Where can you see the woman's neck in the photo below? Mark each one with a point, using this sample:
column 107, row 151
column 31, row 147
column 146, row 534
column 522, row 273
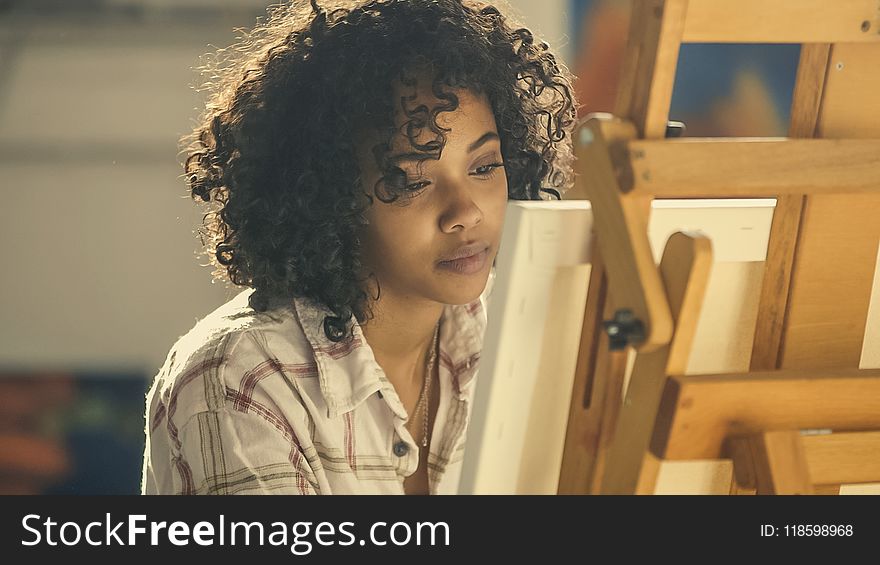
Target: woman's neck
column 400, row 334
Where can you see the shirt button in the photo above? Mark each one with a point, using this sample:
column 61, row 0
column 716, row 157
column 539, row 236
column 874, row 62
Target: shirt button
column 401, row 448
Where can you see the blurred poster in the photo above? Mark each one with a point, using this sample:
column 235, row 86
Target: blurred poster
column 76, row 433
column 721, row 90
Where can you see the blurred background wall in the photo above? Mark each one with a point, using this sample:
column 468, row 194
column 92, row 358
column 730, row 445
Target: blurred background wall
column 100, row 273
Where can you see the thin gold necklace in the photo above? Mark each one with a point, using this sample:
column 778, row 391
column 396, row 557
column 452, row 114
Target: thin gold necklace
column 426, row 388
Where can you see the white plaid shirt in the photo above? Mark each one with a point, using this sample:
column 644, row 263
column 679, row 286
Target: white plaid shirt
column 250, row 402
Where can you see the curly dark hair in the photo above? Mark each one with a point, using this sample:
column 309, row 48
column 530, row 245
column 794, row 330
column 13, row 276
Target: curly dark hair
column 275, row 148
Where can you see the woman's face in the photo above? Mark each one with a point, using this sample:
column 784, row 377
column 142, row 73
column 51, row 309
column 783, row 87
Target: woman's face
column 458, row 200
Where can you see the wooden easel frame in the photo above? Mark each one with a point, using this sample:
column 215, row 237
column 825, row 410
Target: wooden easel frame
column 825, row 190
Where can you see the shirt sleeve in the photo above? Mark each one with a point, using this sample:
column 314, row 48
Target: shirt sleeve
column 241, row 452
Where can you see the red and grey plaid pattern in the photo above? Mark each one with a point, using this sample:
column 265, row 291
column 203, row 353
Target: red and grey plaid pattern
column 250, row 403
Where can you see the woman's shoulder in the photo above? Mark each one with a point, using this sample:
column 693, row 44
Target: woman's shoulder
column 223, row 350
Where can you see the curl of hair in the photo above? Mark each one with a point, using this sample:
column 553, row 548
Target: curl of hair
column 273, row 154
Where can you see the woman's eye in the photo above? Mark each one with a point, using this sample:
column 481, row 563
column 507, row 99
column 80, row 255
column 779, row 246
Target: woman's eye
column 416, row 186
column 487, row 170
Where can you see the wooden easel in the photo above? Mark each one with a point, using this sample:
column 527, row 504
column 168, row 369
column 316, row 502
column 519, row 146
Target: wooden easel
column 821, row 255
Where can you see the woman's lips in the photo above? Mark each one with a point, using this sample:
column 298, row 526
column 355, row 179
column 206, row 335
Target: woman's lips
column 466, row 265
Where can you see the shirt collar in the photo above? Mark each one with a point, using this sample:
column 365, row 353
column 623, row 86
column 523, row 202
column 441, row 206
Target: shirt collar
column 348, row 371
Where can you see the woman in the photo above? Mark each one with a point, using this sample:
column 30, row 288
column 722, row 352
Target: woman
column 359, row 157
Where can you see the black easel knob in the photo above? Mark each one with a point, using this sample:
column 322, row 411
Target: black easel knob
column 624, row 329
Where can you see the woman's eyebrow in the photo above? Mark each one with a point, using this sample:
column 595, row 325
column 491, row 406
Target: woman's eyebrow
column 405, row 157
column 489, row 135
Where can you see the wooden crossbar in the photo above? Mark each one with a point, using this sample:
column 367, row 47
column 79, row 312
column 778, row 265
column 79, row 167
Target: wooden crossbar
column 736, row 167
column 782, row 21
column 698, row 412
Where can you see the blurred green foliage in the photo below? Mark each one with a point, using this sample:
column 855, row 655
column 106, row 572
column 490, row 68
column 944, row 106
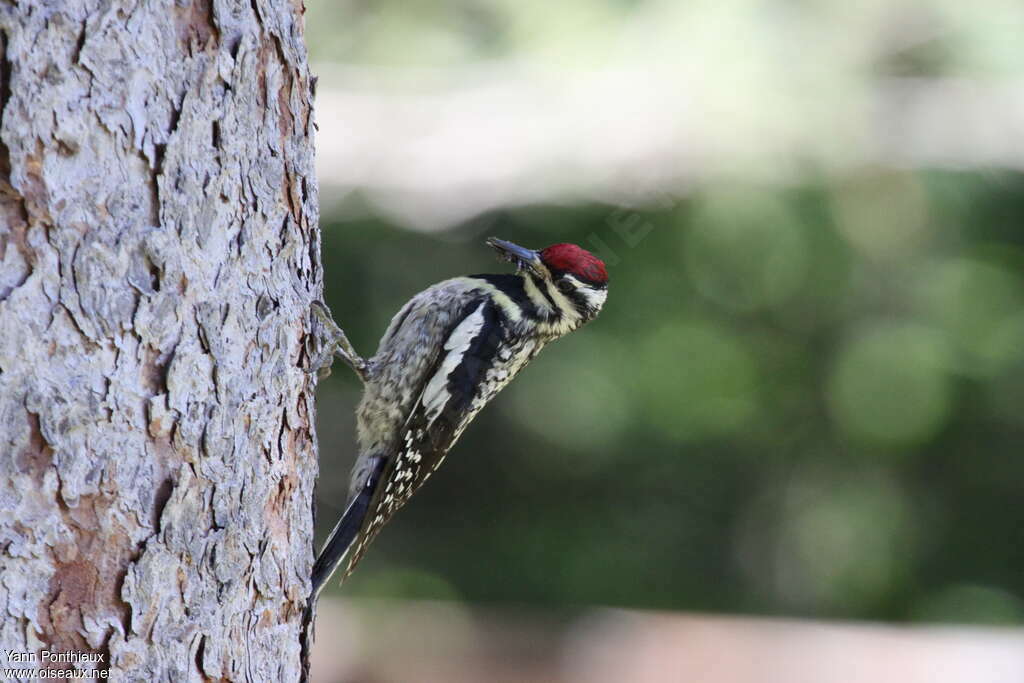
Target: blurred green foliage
column 803, row 400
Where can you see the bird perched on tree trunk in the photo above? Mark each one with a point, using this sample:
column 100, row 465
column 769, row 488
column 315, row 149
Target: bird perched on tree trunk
column 448, row 352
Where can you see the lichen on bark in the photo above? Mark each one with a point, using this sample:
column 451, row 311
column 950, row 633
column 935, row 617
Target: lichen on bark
column 159, row 252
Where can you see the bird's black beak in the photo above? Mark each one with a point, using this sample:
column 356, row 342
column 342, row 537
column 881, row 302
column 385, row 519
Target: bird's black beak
column 522, row 257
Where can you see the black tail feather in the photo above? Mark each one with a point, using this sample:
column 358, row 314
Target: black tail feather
column 345, row 530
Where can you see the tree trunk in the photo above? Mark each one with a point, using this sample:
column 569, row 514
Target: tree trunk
column 159, row 252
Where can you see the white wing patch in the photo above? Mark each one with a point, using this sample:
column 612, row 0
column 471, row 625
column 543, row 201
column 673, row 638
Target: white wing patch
column 435, row 394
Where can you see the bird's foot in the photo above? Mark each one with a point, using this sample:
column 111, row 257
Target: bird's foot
column 327, row 341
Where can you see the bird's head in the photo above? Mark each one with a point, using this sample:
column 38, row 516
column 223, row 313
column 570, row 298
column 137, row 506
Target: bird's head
column 569, row 274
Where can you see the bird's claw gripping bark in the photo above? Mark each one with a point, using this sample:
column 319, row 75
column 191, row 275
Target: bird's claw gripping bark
column 327, row 341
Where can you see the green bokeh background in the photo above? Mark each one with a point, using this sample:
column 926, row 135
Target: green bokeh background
column 801, row 399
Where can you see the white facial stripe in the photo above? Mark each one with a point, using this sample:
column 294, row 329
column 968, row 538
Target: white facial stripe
column 595, row 297
column 567, row 308
column 536, row 296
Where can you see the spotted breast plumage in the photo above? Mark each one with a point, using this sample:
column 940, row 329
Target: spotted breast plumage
column 444, row 355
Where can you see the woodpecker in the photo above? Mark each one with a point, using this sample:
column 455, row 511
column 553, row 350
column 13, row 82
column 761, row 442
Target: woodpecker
column 444, row 355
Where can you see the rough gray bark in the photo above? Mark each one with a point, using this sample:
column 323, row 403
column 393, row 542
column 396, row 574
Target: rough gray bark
column 159, row 252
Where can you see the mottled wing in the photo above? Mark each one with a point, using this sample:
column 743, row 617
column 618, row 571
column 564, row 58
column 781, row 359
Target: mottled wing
column 448, row 401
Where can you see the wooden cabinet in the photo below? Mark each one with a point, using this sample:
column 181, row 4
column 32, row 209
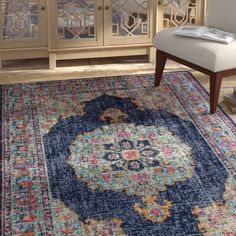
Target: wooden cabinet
column 71, row 29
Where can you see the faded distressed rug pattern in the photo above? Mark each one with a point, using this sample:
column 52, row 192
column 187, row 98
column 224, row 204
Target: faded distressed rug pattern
column 116, row 156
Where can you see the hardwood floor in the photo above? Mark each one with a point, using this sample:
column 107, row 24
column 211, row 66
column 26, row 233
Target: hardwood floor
column 24, row 71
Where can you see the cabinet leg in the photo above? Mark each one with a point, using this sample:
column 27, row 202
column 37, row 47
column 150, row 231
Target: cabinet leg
column 52, row 60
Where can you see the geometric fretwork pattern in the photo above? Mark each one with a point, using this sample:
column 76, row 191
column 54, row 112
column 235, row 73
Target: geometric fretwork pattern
column 20, row 19
column 76, row 19
column 178, row 12
column 130, row 17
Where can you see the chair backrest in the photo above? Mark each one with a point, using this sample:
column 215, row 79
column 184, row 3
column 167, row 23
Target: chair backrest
column 221, row 14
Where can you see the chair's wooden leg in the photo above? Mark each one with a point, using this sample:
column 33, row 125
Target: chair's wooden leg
column 215, row 84
column 160, row 65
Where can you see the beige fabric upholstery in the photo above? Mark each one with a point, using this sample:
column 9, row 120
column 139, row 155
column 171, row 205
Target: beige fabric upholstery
column 221, row 14
column 207, row 54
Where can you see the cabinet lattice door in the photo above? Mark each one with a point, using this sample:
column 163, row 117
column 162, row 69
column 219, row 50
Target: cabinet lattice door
column 179, row 12
column 21, row 23
column 100, row 22
column 76, row 19
column 130, row 18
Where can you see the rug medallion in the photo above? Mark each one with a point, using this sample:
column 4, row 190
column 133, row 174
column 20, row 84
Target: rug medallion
column 116, row 156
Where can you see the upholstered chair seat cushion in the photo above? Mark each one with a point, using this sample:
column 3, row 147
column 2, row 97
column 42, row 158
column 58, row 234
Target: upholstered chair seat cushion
column 211, row 55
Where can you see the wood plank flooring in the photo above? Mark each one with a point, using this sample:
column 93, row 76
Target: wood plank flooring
column 24, row 71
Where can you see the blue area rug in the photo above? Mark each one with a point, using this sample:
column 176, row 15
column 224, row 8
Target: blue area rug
column 116, row 156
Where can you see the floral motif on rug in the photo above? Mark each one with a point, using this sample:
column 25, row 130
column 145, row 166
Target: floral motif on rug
column 116, row 156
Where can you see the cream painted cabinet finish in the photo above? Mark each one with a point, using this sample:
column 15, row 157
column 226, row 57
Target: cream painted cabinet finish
column 100, row 28
column 23, row 29
column 72, row 29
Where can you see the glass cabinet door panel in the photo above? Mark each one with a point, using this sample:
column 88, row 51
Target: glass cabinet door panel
column 20, row 20
column 76, row 19
column 179, row 12
column 130, row 18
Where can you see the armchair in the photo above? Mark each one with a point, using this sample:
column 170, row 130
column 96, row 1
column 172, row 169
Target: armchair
column 214, row 59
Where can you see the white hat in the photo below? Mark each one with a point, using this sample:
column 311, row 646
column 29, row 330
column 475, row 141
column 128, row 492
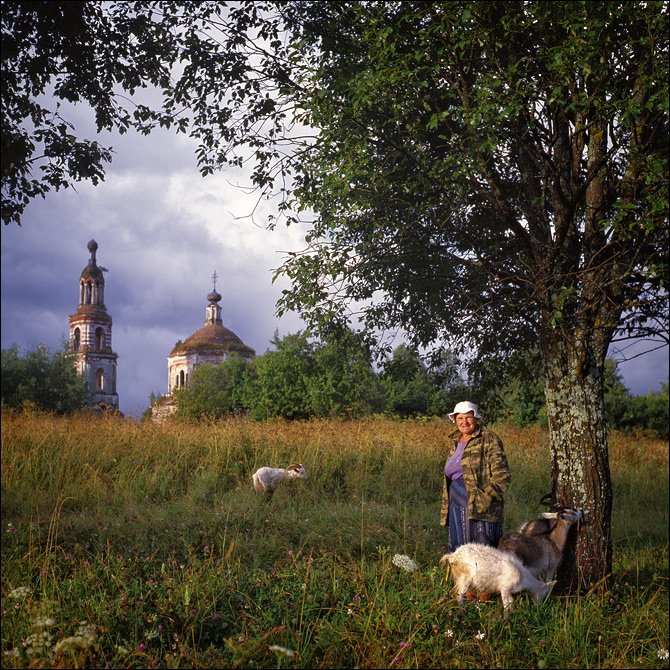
★ ★ ★
Extract the lines of the items above, beginning with the line that contains "Where can you see the geometric" and continuing through the line that contains "column 130, row 17", including both of those lines. Reproduce them verbatim, with nothing added.

- **Answer for this exercise**:
Where can you see the geometric fretwork pattern in the photo above? Mark each one with a point, using this sample:
column 76, row 191
column 54, row 112
column 235, row 73
Target: geometric fretwork pattern
column 20, row 19
column 76, row 19
column 178, row 12
column 130, row 17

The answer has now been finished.